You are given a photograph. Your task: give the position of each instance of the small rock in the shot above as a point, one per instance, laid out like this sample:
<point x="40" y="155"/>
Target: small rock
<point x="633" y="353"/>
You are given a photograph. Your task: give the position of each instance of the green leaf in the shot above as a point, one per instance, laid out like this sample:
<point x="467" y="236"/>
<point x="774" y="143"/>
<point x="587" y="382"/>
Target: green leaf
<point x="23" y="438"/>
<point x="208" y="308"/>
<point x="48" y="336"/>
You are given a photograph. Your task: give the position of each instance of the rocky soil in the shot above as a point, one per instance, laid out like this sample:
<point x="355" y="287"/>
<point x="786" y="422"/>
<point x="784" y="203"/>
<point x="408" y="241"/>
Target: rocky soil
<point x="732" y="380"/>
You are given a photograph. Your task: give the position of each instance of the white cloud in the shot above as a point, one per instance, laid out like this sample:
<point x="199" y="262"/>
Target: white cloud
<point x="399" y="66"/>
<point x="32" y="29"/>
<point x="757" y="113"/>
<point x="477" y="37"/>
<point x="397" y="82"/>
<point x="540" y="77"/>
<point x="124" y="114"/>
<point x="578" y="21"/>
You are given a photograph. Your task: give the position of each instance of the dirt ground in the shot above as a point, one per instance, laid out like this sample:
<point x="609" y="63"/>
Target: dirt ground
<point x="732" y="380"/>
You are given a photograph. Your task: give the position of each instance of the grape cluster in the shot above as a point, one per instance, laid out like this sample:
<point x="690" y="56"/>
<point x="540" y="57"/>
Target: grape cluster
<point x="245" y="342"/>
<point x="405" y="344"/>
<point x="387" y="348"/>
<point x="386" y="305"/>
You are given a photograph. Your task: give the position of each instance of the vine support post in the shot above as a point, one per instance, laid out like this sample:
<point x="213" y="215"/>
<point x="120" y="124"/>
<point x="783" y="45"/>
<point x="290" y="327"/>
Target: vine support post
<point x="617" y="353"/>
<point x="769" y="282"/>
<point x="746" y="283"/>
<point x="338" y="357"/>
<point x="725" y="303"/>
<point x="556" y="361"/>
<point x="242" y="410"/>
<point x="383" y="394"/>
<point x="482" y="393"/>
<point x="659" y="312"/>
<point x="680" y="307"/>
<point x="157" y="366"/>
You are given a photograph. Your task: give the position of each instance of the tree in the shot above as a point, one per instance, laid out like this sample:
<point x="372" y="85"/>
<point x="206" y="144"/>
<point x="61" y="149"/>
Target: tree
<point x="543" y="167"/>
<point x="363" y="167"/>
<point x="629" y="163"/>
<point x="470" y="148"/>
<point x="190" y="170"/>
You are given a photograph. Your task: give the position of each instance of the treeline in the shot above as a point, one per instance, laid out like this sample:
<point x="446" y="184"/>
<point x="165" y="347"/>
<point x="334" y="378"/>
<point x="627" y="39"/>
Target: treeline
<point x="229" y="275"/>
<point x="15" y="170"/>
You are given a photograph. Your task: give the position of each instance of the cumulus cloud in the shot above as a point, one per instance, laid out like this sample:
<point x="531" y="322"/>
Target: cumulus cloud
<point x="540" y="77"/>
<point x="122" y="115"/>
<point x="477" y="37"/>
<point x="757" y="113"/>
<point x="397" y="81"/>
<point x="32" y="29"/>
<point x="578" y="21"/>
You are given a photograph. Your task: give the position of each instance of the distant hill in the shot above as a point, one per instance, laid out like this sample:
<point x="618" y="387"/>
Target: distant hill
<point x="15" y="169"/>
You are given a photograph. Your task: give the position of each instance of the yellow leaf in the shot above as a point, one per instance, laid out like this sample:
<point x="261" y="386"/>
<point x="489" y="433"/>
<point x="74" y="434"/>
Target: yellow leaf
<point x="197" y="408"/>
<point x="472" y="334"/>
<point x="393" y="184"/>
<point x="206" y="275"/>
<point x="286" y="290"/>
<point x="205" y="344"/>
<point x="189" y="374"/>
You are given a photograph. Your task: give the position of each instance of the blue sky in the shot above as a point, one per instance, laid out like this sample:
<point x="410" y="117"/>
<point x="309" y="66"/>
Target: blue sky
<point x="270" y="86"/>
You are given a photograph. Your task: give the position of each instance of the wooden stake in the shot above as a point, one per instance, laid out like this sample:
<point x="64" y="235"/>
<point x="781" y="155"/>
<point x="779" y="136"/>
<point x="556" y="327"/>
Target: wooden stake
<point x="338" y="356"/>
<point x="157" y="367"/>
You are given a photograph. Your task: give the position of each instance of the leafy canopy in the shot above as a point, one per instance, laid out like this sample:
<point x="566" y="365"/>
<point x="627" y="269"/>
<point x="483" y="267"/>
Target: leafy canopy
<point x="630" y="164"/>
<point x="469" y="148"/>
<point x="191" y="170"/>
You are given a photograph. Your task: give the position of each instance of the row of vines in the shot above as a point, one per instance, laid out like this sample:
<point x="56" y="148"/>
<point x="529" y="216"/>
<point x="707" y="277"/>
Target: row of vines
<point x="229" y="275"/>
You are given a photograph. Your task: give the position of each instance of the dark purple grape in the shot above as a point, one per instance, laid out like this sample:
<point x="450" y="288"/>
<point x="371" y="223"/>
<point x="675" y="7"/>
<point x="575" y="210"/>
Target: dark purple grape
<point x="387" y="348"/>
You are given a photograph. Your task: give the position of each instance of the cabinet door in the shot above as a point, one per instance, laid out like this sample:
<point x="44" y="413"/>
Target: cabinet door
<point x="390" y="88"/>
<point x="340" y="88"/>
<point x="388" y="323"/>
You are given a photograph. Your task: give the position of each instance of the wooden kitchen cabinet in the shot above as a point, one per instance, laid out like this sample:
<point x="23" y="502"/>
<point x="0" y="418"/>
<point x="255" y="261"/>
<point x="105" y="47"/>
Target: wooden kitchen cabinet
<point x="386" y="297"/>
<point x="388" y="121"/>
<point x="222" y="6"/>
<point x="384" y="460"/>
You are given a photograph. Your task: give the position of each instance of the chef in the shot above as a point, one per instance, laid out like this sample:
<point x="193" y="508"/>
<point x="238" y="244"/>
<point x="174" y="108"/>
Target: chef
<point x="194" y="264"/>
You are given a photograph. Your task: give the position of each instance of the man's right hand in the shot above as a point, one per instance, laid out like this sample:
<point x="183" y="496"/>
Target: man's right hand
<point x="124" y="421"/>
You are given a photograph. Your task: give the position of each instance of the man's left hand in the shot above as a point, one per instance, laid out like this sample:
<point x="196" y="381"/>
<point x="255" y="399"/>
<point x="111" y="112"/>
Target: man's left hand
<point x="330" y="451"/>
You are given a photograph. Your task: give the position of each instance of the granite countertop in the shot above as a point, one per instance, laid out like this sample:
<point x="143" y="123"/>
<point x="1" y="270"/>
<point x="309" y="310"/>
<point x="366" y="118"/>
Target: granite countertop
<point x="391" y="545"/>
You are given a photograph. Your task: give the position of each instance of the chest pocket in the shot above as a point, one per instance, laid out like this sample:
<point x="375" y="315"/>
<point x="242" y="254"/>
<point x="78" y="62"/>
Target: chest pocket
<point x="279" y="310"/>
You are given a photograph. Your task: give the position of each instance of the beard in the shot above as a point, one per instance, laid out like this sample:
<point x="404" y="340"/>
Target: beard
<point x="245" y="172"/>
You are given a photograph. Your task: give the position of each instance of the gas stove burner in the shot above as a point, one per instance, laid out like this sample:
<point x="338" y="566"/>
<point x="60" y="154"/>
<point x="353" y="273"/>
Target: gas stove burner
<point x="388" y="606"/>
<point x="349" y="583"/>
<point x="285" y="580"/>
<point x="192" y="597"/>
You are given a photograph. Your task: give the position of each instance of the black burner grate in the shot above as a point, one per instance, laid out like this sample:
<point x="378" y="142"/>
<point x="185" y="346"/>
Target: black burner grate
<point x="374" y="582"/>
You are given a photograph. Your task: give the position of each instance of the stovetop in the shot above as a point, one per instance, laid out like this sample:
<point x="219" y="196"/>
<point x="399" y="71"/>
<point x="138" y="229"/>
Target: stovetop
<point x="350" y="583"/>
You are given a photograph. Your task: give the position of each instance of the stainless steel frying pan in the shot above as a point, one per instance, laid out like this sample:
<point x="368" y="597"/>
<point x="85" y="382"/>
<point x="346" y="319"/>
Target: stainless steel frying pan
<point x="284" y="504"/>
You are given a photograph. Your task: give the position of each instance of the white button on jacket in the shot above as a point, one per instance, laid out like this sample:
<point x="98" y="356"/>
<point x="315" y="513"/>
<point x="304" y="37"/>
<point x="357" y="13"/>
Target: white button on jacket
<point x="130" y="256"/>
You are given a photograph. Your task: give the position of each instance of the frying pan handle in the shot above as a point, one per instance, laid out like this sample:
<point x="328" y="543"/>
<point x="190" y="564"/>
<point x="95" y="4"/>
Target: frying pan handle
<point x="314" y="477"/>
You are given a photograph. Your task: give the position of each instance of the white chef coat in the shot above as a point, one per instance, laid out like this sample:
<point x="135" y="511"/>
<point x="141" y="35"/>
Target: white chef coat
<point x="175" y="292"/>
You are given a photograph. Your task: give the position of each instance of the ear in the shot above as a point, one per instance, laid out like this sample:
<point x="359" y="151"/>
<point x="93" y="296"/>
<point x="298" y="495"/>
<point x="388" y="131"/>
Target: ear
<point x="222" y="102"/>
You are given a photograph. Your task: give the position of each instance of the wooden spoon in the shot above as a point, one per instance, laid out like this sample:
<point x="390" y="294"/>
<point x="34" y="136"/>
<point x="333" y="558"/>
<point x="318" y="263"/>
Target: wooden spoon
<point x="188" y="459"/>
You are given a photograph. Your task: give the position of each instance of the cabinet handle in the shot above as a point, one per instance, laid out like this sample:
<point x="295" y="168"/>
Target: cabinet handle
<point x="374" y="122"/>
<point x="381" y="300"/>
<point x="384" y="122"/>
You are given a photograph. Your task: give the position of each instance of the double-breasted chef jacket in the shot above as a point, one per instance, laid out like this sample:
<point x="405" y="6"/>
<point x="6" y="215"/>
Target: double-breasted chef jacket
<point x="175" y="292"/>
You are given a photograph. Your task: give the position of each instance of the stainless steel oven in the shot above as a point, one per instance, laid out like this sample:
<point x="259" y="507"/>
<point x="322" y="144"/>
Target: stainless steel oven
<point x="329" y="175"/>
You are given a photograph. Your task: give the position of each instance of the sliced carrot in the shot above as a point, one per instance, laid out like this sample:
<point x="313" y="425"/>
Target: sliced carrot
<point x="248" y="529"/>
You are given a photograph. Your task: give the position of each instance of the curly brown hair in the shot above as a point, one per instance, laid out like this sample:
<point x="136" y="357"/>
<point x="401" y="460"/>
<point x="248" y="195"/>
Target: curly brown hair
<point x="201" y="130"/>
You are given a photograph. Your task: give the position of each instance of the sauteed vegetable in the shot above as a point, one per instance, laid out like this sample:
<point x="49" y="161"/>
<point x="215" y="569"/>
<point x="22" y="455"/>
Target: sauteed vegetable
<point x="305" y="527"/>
* * * * *
Requirement
Reproduce everything in the records above from the line containing "of the rocky" down to the line containing "Target: rocky soil", including both of those lines, with no changes.

Result below
You are given a photograph. Your task: give the position of each instance of the rocky soil in the shot above as a point, one per instance, laid out like this sample:
<point x="355" y="287"/>
<point x="786" y="422"/>
<point x="784" y="203"/>
<point x="408" y="241"/>
Target: rocky soil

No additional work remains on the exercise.